28 June 2021
OP-ED by Asunción Fernández López, Director of Securities Custody and Settlement at Cecabank.
The Financial Transaction Tax (FTT) is a few days short of its six-month anniversary, having come into force on Monday 18 January. It is clear that this has been one of the most controversial taxes within the national financial landscape in recent years with very different expectations depending on the angle of analysis. While it is true that the introduction of this new tax has taken place in the middle of the pandemic and, therefore, its real impact has not yet been ascertained, the growth forecasts for the Spanish economy, which the Bank of Spain puts at around 6.2% for 2021 and 5.8% for 2022, could have an impact on the revenue-raising effect promoted by this regulation.
The first thing that needs to be clarified, from a regulatory perspective, is what is the FTT or the Spanish Tobin tax, as it is known to a large proportion of resident investors, as well as to almost all non-resident investors who invest in IBEX-35 securities.
The FTT is an indirect tax levied on the acquisition of shares issued in Spain of listed companies with a market capitalisation of more than 1 billion euros, in other words, reserved for the large IBEX-35 securities. This tax applies regardless of the place where the acquisition is made and irrespective of the residence of the persons involved in the transaction.
Both aspects are relevant as it means in practical terms that the FTT applies to any buyer of shares who meets this requirement, irrespective of nationality, residence or place of trading or contracting. On the other hand, the regulation also covers the purchase of certificates of deposit representing these shares, which includes for example the so-called ADR (American Depositary Receipts) as well as GDR (Global Depositary Receipts) issued on these shares, thus internationalising the application of our Tobin tax. In other words, the purchase of an ADR issued on Spanish shares meeting the requirements of the FTT Law would also be subject to the tax.
This tax is levied at the time of settlement of the purchase, in other words, when the purchase is registered in the name of the purchaser, and is charged at a tax rate of 0.2% on the amount of the purchase, not including royalties, brokerage fees or commissions applied by the institution to its customer, or any other expenses.

SUPPLIED MATERIAL:
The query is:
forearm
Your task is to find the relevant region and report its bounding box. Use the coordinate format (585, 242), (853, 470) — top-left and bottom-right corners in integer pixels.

TASK ITEM: Continue the op-ed on the Spanish Financial Transaction Tax from the point where it stops.

EXERCISE RESULT:
The FTT therefore is levied on the taxpayer, who is none other than the acquirer of the shares, but the reporting and payment obligations rest with the taxable person, in other words the financial intermediary who receives the order directly from the buyer, or the market operator who executes the order.
It should be noted that the Tobin tax is not a home-grown invention; it is a tax that has already been applied in neighbouring countries such as France, Belgium and Italy, although, despite many attempts, it has not yet been extended to all EU member states.
As mentioned above, the application of the Financial Transaction Tax began last January with the passing of Law 5/2020, approved on 15 October, which, after its publication in the Official State Gazette one day later, established a period of three months for its entry into force.
Therefore, the legislator initially established a period of three months so that credit institutions and investment services companies could adapt to the new requirements of this regulation, which are considerable, since in addition to the obligation to calculate and charge the tax to the taxpayer at the time of the transaction, it also establishes a monthly reporting obligation with the Tax Administration involving a very extensive level of detail.
This immediate implementation of the tax for investment firms has finally been alleviated by the delay until 26 May of the publication of the Financial Transaction Tax Regulation which develops the procedure for self-assessments and sets out the filing and payment procedure for investment firms designated as taxable persons. This delay in its publication has provided organisations with an extra period to strengthen their internal procedures and systems necessary for the settlement of the tax.
In short, the tax has been applied by financial institutions since 18 January, although the filing of the tax forms and the settlement of the tax has not been carried out until this June with the filing of the first five monthly periods of the current year.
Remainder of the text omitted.